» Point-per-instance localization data
=-=-=

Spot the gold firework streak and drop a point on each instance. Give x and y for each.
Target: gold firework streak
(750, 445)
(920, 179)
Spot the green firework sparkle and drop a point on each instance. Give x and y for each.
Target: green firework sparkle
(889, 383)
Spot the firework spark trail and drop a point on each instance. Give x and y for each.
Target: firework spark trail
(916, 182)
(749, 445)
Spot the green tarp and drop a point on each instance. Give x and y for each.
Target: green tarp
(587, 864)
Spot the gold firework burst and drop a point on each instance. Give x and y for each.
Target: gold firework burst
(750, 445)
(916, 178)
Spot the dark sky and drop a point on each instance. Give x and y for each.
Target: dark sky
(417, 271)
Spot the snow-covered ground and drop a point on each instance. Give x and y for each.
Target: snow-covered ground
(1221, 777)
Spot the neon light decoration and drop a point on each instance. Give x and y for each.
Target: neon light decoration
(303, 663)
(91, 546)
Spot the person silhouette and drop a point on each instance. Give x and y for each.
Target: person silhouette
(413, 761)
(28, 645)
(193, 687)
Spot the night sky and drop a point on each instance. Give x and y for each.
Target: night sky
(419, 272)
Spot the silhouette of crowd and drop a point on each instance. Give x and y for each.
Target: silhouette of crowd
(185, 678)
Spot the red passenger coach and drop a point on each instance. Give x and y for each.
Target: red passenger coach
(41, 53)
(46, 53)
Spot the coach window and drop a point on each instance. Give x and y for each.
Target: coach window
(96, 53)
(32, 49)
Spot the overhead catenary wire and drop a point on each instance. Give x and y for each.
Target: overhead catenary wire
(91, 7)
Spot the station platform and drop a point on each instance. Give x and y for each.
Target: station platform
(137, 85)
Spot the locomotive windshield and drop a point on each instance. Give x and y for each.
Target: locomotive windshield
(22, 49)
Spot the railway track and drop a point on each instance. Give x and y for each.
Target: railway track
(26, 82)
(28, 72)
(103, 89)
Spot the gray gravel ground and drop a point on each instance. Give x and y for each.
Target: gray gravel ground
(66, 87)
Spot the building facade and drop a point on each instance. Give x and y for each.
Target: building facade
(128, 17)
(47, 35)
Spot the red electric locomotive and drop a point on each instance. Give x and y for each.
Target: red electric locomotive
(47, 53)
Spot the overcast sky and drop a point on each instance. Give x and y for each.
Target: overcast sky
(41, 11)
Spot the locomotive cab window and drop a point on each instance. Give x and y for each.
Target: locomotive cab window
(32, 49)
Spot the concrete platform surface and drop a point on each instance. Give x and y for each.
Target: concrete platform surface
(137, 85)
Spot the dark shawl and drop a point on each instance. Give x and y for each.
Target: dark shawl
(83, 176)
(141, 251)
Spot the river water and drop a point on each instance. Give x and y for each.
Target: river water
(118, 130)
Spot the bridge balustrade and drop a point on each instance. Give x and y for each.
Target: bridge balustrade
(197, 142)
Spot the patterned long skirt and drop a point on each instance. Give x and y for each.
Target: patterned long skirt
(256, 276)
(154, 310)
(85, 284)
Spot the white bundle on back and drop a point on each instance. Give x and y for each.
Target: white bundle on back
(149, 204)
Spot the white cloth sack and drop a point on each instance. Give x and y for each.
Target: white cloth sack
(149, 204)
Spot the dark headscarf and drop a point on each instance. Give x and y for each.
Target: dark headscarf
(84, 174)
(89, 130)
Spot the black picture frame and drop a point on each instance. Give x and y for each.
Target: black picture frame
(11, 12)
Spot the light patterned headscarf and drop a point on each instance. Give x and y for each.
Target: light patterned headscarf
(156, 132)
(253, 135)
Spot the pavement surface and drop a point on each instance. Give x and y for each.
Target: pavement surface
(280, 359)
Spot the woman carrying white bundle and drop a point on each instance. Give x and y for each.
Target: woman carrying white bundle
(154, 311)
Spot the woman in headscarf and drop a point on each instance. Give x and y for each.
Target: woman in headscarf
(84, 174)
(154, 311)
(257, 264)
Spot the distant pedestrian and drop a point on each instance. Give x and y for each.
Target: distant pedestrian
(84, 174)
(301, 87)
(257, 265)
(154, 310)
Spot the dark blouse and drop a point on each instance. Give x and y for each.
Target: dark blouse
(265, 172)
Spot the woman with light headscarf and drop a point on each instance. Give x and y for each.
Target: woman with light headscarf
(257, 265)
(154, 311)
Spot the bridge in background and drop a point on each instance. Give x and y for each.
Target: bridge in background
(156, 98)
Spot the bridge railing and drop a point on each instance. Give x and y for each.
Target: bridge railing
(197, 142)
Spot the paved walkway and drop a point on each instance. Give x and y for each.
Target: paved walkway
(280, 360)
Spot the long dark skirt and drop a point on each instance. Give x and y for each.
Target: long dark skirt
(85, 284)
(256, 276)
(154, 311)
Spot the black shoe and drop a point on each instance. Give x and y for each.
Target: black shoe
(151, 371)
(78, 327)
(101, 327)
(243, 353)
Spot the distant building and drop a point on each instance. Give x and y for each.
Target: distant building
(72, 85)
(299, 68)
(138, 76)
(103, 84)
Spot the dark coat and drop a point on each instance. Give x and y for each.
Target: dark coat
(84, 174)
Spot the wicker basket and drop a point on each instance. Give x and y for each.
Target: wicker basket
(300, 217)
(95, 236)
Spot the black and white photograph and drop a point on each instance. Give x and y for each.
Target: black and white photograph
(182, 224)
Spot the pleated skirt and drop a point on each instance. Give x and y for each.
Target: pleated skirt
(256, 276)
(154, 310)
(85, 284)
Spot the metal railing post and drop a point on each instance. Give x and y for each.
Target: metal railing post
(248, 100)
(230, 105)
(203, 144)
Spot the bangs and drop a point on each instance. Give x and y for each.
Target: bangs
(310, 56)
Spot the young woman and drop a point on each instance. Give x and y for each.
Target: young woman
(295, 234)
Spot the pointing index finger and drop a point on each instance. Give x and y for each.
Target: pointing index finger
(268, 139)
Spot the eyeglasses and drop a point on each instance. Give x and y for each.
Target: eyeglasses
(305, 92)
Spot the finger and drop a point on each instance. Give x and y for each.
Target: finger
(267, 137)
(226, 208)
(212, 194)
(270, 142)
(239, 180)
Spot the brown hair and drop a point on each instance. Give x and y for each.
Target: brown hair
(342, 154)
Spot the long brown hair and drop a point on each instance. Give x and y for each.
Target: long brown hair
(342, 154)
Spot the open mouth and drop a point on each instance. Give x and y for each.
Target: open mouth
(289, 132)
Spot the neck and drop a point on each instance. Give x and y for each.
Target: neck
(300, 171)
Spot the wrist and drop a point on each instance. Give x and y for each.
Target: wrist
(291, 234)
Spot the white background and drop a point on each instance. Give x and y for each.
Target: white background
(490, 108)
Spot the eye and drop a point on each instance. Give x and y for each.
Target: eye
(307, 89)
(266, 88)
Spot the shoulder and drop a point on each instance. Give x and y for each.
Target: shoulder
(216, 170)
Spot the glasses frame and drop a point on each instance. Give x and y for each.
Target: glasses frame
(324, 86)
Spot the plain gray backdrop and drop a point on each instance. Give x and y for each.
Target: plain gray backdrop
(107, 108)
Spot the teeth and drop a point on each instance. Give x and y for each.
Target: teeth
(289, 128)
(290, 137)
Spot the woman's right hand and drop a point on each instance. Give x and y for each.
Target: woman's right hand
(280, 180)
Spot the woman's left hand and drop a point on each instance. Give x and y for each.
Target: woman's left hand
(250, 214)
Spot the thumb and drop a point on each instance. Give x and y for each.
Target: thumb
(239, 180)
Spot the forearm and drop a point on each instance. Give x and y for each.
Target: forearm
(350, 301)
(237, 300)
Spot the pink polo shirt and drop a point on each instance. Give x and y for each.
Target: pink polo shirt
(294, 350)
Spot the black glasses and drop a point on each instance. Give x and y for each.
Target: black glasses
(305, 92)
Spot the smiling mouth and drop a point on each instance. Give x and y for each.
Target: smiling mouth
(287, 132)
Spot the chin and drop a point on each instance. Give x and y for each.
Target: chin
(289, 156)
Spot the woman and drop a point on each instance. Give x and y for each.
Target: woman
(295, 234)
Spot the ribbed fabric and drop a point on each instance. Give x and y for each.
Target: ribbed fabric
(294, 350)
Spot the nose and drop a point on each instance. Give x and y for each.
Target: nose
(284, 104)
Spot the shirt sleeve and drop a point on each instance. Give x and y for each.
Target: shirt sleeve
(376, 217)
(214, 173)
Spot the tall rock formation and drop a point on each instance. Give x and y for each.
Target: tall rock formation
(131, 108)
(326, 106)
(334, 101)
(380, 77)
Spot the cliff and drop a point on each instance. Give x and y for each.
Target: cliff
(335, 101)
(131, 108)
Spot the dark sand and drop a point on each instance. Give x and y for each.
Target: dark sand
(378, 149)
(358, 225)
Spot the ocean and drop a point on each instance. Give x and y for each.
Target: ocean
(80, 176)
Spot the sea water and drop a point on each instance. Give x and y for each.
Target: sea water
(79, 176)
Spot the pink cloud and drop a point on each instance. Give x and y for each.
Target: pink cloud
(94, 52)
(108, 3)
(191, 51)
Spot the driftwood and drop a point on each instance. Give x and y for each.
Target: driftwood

=-=-=

» Required work
From the entries above, print the lines beginning at the one with "Spot the paved" and stopping after the one with "Spot the wrist", exactly as written and with nothing else.

» Your solution
Spot the paved walkway and drop a point on each instance. Give x and y for each.
Target: paved walkway
(280, 360)
Spot the long dark skirt and drop a point on each instance. Give x and y for each.
Target: long dark skirt
(85, 284)
(256, 276)
(154, 311)
Spot the black shoe and drop a point on each instance. Give x and y for each.
Target: black shoe
(151, 371)
(78, 327)
(101, 327)
(243, 353)
Spot the distant building and drop a point on each instance. Give x and y for each.
Target: distant building
(72, 85)
(299, 68)
(138, 76)
(103, 84)
Spot the dark coat and drop a point on each instance. Give x and y for each.
Target: dark coat
(84, 174)
Spot the wicker basket and drop a point on each instance. Give x and y for each.
Target: wicker basket
(300, 217)
(95, 236)
Spot the black and white photograph and drop a point on each instance. Give x and y for each.
Target: black and white photograph
(182, 224)
Spot the pleated skirt and drop a point on each instance. Give x and y for each.
Target: pleated skirt
(256, 276)
(154, 310)
(85, 284)
Spot the metal railing post and drop a point on each instance. Give x and y for each.
Target: metal railing post
(248, 100)
(230, 105)
(203, 144)
Spot the bangs and drop a point on each instance. Give x and y for each.
Target: bangs
(310, 56)
Spot the young woman and drop a point on each instance. Give x and y for each.
Target: young woman
(295, 234)
Spot the pointing index finger and drop a point on each instance. Give x and y for each.
Target: pointing index finger
(268, 139)
Spot the eyeglasses and drop a point on each instance. Give x and y for each.
Target: eyeglasses
(305, 92)
Spot the finger and drop a point on each instance. Give x and y for each.
Target: finger
(267, 137)
(226, 208)
(212, 194)
(270, 142)
(239, 180)
Spot the brown hair and drop a point on each instance. Give x and y for each.
Target: brown hair
(342, 154)
Spot the long brown hair and drop a point on each instance. Give x and y for each.
Target: long brown hair
(342, 154)
Spot the open mouth and drop a point on each instance. Give x and y for each.
Target: open mouth
(289, 132)
Spot the neck and drop a point on each instance. Give x and y for each.
Target: neck
(300, 171)
Spot the wrist and drop a point on each instance. Give x and y for each.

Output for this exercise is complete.